Instructions for the task — Each line of the data below must be given again exactly as written.

********

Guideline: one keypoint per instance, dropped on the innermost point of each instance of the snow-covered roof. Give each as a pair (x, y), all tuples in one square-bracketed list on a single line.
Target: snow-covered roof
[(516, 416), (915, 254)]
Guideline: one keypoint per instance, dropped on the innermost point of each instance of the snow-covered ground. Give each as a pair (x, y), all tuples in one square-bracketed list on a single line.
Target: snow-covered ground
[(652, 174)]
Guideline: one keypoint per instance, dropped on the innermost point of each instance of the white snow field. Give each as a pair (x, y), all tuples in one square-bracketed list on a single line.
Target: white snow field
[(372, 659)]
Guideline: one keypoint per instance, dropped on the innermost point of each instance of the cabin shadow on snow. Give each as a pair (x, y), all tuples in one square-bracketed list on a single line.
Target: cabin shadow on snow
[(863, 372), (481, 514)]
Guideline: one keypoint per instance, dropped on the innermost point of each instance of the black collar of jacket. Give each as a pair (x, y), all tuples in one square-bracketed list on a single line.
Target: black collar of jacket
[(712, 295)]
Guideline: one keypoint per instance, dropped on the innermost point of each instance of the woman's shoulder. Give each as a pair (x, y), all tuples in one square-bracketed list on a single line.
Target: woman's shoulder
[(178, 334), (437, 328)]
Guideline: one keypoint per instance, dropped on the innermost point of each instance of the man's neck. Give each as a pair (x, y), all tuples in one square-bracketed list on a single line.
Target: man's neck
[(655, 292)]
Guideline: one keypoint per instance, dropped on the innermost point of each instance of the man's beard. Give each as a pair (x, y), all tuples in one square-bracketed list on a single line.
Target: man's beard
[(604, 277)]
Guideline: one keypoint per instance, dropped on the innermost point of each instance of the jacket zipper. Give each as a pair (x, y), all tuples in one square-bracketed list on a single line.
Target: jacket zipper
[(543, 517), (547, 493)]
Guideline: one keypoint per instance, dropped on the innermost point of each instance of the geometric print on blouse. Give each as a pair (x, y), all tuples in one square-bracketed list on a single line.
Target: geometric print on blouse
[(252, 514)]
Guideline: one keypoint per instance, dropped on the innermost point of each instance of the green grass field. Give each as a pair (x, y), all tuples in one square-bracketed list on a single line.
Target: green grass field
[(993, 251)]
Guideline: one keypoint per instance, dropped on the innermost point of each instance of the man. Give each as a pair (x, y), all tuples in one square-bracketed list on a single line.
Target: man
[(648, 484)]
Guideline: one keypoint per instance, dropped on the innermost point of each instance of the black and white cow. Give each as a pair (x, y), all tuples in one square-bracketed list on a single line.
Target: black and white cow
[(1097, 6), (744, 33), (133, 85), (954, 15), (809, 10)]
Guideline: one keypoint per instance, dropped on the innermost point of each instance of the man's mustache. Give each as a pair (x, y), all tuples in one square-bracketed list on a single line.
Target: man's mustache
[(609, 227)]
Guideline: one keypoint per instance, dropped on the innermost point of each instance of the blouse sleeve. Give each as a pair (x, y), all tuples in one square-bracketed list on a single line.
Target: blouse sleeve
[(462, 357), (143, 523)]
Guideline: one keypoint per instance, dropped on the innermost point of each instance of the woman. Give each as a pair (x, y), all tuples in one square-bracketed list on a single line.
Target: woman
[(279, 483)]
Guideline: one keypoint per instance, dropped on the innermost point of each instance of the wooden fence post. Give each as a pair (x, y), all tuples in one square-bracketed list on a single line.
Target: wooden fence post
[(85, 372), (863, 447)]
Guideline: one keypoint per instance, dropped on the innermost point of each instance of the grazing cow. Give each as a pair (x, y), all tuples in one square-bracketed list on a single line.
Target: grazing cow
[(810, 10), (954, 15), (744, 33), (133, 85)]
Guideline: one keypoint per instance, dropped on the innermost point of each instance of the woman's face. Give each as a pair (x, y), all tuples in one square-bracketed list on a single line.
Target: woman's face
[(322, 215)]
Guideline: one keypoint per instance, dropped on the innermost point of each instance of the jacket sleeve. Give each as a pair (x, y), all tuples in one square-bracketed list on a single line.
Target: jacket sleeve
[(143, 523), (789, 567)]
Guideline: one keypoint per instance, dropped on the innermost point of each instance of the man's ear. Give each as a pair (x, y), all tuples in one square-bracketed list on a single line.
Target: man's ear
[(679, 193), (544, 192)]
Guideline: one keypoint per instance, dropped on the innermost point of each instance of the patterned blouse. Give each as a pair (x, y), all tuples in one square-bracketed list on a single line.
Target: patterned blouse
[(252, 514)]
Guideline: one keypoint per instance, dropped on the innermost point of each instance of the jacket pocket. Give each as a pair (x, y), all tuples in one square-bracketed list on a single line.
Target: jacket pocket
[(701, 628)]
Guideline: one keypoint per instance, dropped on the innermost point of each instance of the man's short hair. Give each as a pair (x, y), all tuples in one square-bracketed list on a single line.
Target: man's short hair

********

The answer —
Guideline: one keypoint per instance, dropped on the innermost point of each instance of the snow-covered roof. Give each as a pair (x, y), all tuples in one square-bracketed list on a single line.
Target: snow-covered roof
[(516, 416), (915, 254)]
Guideline: one keypoint per instance, dropped on the innermost point of each instance of the snow-covered ground. Give each as a pair (x, y), all tuples in one square-bracketed list on a single line.
Target: snow-covered ground
[(652, 174)]
Guideline: one keypoint per instance, dropped on the innermost point of each instance of the white snow field. Give each as a pair (x, y), all tuples in one square-bracketed list on a single line.
Target: white snow field
[(372, 659)]
Guideline: one keypoint per instance, dropped on the innermost point of each instance of the cabin shadow on snow. Give each as a pair (x, y), all tuples in one square-bracketed list on a single line.
Target: cabin shadow on snow
[(863, 372), (481, 514)]
Guideline: one keypoint per instance, dropped on the innermost point of each instance of the black collar of jacket. Give each as a pair (x, y), all tuples in one square-bracketed list on a single line.
Target: black collar of jacket
[(712, 295)]
Guideline: one keypoint per instance, dropped on the innermost point of each instance of the woman's shoulder. Give each as a pair (x, y), all tuples in one square-bracketed list on a single line.
Target: woman's shoulder
[(178, 334), (437, 328)]
Guideline: one keypoint per instance, dropped on the innermost point of each instance of the man's neck. Give each as a pair (x, y), all tuples in one square-bracketed list on a single line.
Target: man's neck
[(655, 292)]
Guideline: one keypoint per instance, dropped on the innermost point of each instance of the man's beard. Give each as a pair (x, y), all tuples in one square-bracketed list on a single line.
Target: man's beard
[(604, 277)]
Guideline: one keypoint per instance, dropped on the innermost point of each instance of the jacket zipper. Give each as a pair (x, y), all tuples in one square-bracketed list on a single line.
Target: jacket zipper
[(543, 517), (547, 493)]
Guideline: one keypoint per instance, dropped on the innermost point of each instance of the geometric print on blouse. Give each as a pair (x, y), all tuples in one square-bracketed list on a single line.
Target: geometric print on blouse
[(252, 514)]
Guideline: one keypoint per instance, dropped on the innermost point of each instance of the green grass field. Give each as a pair (x, y), all tuples in one square-bracketed list on a single line.
Target: green grass field
[(993, 251)]
Guideline: one keypoint per instance, dropped on the innermost point of each instance of the man. Give each as a pair (x, y), all tuples in one square-bracketed list on a single line.
Target: man
[(648, 484)]
Guideline: one keypoint per instance, dropped on the innermost point of each instance of the black and white cow. Give each as a pair (x, y), all tuples in one square-bracketed list on a single line.
Target: black and white cow
[(1097, 6), (744, 33), (133, 85), (954, 15), (809, 10)]
Guideline: one keypoint per instance, dropped on the innermost point of each instance of the man's mustache. Give each as a pair (x, y), all tuples in one square-bracketed list on a single line.
Target: man's mustache
[(609, 227)]
Guideline: one keypoint per instance, dropped on the innermost point of each instance of the blouse sleeve. Give each as a pair (x, y), all tuples in one square-bracketed list on a single line.
Target: blouse sleeve
[(462, 357), (143, 523)]
Guideline: one keypoint per instance, dropped on the innermost point of each instance of the woman. Give each as a pair (x, y), all tuples in one square-bracketed list on a single line.
Target: woman
[(279, 483)]
Guideline: one keypoint per instance, dropped on the innermost point of each instance of the wooden fence post. Give each as a pair (x, y), all tuples in one square-bracketed list on a single line.
Target: wooden fence post
[(85, 372), (863, 447)]
Guideline: one keypoint per instance, dropped on the innermost point of each instance of the grazing cow. Give each as a pair (x, y), all tuples in one square-bracketed list on a single line.
Target: grazing cow
[(810, 10), (954, 15), (744, 33), (133, 85)]
Guideline: one keypoint per instance, dropped on the innermost point of each instance of the woman's face. Give each as a pair (x, y), all tuples in one square-bracketed list on a single line.
Target: woman's face
[(322, 215)]
Guideline: one keypoint per instance, dropped on the innermost point of each instance of the jacket sleeve. Give each as a pair (x, y), all tuples in one square-bracketed list on a single line.
Target: jacket sleeve
[(143, 523), (789, 567)]
Guideline: one keypoint per instance, dropped on the innermost point of each instance of the man's ear. Give each as a pair (x, y), all tuples in one square-bracketed list on a single line.
Target: man's ear
[(679, 193), (544, 192)]
Guideline: one keypoint per instance, dropped on the innermost point of each instance of the patterned blouse. Give each as a pair (x, y), all tuples in one square-bracketed list on a single line.
Target: patterned blouse
[(252, 514)]
Guideline: one keypoint per instance, dropped on the innermost point of each instance of the jacket pocket. Give each as a pair (x, y), all tuples in one square-bracketed list on a single line.
Target: jacket pocket
[(701, 628)]
Guideline: one keypoint per instance, dropped on the innermost point of each instance of the man's short hair. Give each as a pair (x, y), all tuples in one square-bracketed list on a single line.
Target: man's short hair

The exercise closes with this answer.